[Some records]
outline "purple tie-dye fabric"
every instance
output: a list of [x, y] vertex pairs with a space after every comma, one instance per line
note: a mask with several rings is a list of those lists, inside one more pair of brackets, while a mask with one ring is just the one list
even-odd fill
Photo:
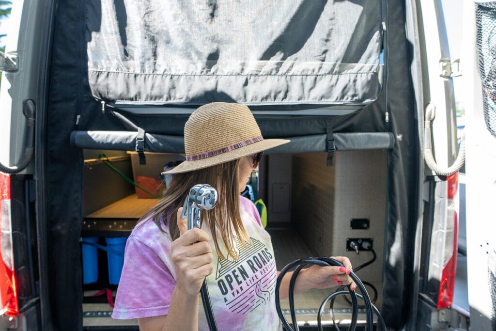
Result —
[[[214, 271], [207, 282], [217, 327], [219, 330], [280, 330], [274, 295], [277, 272], [270, 236], [251, 201], [240, 196], [240, 204], [250, 242], [243, 246], [235, 238], [239, 260], [220, 258], [210, 242]], [[153, 222], [145, 222], [133, 231], [126, 245], [113, 318], [167, 314], [176, 284], [171, 243], [169, 235]], [[227, 251], [223, 245], [221, 249]], [[201, 300], [198, 314], [199, 330], [208, 330]]]

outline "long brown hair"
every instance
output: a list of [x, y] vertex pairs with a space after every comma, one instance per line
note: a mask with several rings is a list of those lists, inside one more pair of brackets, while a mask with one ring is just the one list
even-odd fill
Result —
[[205, 169], [174, 175], [165, 196], [141, 219], [153, 220], [160, 231], [165, 232], [162, 227], [165, 223], [169, 228], [173, 240], [180, 236], [177, 215], [182, 207], [189, 190], [197, 184], [209, 184], [215, 188], [219, 194], [217, 205], [209, 210], [202, 210], [201, 222], [206, 222], [212, 233], [215, 249], [219, 256], [225, 258], [221, 252], [217, 230], [228, 248], [228, 254], [236, 259], [238, 254], [234, 249], [233, 237], [237, 236], [242, 243], [248, 238], [240, 213], [240, 187], [238, 159]]

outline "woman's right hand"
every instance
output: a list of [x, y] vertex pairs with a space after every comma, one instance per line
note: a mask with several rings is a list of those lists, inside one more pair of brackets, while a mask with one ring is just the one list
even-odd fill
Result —
[[213, 257], [209, 244], [210, 236], [198, 228], [187, 230], [187, 220], [178, 210], [178, 227], [181, 234], [172, 242], [171, 252], [176, 267], [176, 287], [188, 294], [197, 294], [203, 279], [213, 271]]

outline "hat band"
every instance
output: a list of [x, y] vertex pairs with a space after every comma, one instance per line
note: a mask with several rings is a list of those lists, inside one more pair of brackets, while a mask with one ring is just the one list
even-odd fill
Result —
[[215, 156], [215, 155], [218, 155], [223, 153], [225, 153], [226, 152], [229, 152], [230, 150], [237, 149], [237, 148], [243, 147], [244, 146], [248, 146], [248, 145], [252, 144], [254, 142], [261, 141], [263, 140], [263, 137], [260, 135], [258, 137], [255, 137], [254, 138], [248, 139], [246, 140], [243, 140], [243, 141], [240, 141], [240, 142], [237, 142], [234, 145], [223, 147], [222, 148], [216, 149], [215, 150], [212, 150], [210, 152], [197, 154], [194, 155], [186, 155], [186, 161], [196, 161], [197, 160], [201, 160], [201, 159], [206, 159], [207, 157], [211, 157], [212, 156]]

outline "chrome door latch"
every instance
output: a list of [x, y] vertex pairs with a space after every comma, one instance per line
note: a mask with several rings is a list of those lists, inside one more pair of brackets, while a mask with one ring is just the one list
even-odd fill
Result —
[[453, 78], [462, 75], [459, 59], [457, 59], [453, 62], [450, 61], [449, 59], [441, 59], [439, 61], [439, 75], [442, 78]]
[[0, 52], [0, 70], [16, 71], [19, 69], [16, 53], [4, 53]]

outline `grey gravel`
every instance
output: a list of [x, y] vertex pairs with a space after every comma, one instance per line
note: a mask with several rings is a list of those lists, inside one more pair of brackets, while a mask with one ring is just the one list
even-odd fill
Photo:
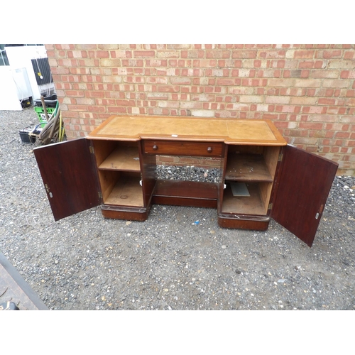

### [Aim of the task]
Reproduce the items from the very start through the line that contains "330], [208, 330]]]", both ends included, with every request kept and each coordinate in the answers offset by 22. Leave the pictures out.

### [Worked answer]
outline "purple tie-dye fabric"
every instance
output: a list of [x, y] vertex pairs with a space after every comma, one instance per line
note: a mask with several rings is a list of those lists, inside one more pair of brackets, while a mask with one ring is just the one list
even-odd fill
Photo:
Result —
[[[236, 293], [229, 304], [239, 349], [241, 352], [302, 352], [296, 317], [299, 294], [292, 258], [273, 223], [262, 218], [262, 226], [272, 264], [265, 268], [257, 260], [261, 282], [242, 280], [232, 264]], [[175, 244], [167, 244], [155, 253], [148, 267], [135, 340], [189, 336], [198, 306], [193, 265], [191, 257]], [[249, 273], [245, 267], [243, 271]], [[223, 322], [220, 336], [221, 352], [230, 352]]]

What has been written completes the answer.